Records provided Start Marker

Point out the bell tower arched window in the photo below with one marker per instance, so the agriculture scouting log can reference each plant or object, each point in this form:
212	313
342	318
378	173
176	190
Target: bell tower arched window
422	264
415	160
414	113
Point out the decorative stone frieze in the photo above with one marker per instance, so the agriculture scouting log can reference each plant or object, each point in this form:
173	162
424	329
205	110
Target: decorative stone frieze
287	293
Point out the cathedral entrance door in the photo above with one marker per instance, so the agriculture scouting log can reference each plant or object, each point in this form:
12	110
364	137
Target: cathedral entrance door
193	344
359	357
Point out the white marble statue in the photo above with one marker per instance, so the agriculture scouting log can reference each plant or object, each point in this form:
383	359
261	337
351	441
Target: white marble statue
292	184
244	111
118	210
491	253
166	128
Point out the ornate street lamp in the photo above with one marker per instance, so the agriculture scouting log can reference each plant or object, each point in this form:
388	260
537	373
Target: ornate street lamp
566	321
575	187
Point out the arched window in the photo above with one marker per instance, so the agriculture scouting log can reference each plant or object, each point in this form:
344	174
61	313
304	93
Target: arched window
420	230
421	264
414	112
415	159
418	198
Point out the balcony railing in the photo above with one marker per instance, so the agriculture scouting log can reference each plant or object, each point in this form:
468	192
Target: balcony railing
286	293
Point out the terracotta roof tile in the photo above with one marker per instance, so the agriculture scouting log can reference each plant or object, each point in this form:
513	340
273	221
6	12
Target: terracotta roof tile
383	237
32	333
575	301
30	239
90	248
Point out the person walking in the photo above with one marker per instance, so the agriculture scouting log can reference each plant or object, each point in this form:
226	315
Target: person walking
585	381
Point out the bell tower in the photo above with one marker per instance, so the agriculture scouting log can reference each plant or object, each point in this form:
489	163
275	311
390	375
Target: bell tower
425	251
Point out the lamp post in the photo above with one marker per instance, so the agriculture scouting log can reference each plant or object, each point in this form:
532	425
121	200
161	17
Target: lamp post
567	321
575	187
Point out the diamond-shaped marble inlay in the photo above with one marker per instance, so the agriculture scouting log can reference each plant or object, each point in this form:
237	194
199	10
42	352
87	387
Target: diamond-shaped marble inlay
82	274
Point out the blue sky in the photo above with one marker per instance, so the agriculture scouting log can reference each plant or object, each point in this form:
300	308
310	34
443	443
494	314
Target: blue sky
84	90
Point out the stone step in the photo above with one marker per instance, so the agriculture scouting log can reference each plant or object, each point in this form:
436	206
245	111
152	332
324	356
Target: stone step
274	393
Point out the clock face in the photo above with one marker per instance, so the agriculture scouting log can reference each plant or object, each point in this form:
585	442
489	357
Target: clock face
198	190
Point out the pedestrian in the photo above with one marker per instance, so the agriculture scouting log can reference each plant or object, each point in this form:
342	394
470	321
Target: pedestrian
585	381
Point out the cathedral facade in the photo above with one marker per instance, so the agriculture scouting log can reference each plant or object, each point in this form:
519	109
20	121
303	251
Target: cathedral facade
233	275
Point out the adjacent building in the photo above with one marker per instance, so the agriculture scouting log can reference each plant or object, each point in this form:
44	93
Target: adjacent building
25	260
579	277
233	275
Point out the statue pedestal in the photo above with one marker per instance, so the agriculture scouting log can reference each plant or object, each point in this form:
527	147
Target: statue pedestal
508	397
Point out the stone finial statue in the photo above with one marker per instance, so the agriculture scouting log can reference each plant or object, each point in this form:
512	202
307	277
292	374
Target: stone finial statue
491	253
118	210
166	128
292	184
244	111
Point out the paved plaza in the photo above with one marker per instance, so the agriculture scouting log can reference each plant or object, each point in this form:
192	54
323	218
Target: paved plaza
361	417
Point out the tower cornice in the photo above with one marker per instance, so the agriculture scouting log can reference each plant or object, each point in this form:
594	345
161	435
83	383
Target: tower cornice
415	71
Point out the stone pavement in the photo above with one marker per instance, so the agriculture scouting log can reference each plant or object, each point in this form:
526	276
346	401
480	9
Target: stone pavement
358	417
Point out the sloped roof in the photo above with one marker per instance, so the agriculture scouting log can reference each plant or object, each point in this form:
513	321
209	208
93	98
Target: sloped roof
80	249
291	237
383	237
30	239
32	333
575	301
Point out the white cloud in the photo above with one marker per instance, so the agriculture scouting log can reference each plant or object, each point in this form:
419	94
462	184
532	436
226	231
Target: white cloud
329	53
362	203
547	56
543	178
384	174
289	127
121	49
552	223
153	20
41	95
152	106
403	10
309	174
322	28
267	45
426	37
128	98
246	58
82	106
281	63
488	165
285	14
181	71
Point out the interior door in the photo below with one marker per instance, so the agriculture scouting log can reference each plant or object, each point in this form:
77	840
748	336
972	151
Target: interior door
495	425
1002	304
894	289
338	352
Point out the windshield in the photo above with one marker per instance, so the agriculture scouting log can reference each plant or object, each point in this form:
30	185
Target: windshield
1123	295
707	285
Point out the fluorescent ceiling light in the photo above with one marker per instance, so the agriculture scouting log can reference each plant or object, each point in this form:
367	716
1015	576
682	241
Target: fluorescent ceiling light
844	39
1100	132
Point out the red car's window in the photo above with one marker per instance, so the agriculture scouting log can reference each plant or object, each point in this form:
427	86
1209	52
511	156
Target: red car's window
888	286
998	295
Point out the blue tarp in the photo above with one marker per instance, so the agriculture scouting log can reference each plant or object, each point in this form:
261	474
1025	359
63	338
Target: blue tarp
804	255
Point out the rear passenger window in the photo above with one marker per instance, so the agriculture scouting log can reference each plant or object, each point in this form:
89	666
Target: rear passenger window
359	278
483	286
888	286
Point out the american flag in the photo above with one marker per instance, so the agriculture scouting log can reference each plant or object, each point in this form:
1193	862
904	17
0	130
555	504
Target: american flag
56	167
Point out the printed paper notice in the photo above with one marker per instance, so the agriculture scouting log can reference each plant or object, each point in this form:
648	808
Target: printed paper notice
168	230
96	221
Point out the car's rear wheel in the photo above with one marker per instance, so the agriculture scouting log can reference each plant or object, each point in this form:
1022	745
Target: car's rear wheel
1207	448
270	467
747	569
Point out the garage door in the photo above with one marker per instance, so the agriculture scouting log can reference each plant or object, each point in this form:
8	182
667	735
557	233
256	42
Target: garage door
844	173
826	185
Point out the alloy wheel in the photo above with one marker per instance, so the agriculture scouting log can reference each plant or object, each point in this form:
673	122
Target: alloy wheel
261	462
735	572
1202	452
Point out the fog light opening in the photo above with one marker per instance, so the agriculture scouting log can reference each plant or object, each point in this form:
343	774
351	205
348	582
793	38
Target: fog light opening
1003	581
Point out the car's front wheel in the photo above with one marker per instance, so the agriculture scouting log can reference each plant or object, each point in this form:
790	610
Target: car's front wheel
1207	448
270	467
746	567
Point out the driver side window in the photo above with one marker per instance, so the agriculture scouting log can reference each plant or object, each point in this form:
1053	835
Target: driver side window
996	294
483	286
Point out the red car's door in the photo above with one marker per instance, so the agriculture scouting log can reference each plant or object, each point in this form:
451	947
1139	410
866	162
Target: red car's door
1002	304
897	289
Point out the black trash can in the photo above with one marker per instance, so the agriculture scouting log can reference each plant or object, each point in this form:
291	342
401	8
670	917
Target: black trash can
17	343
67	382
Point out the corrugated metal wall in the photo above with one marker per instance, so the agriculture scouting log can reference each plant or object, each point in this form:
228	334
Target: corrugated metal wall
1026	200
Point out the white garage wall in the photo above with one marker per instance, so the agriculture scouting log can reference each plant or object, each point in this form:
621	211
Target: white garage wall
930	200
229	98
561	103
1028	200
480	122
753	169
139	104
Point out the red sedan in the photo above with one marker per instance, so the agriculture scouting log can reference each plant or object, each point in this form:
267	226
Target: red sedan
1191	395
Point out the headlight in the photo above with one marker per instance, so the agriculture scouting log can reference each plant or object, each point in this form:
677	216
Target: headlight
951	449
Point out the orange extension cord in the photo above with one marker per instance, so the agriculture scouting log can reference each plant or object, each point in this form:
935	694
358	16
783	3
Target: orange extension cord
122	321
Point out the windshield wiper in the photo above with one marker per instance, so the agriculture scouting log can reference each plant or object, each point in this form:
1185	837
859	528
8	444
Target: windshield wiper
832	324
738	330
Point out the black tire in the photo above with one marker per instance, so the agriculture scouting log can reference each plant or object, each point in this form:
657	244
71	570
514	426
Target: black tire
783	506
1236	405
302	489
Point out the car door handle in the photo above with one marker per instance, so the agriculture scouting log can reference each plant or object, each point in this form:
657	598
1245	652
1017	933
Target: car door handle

Records provided End Marker

Going through the entries above, tally each line that has the word "handle". Answer with the number only.

• _Output_
2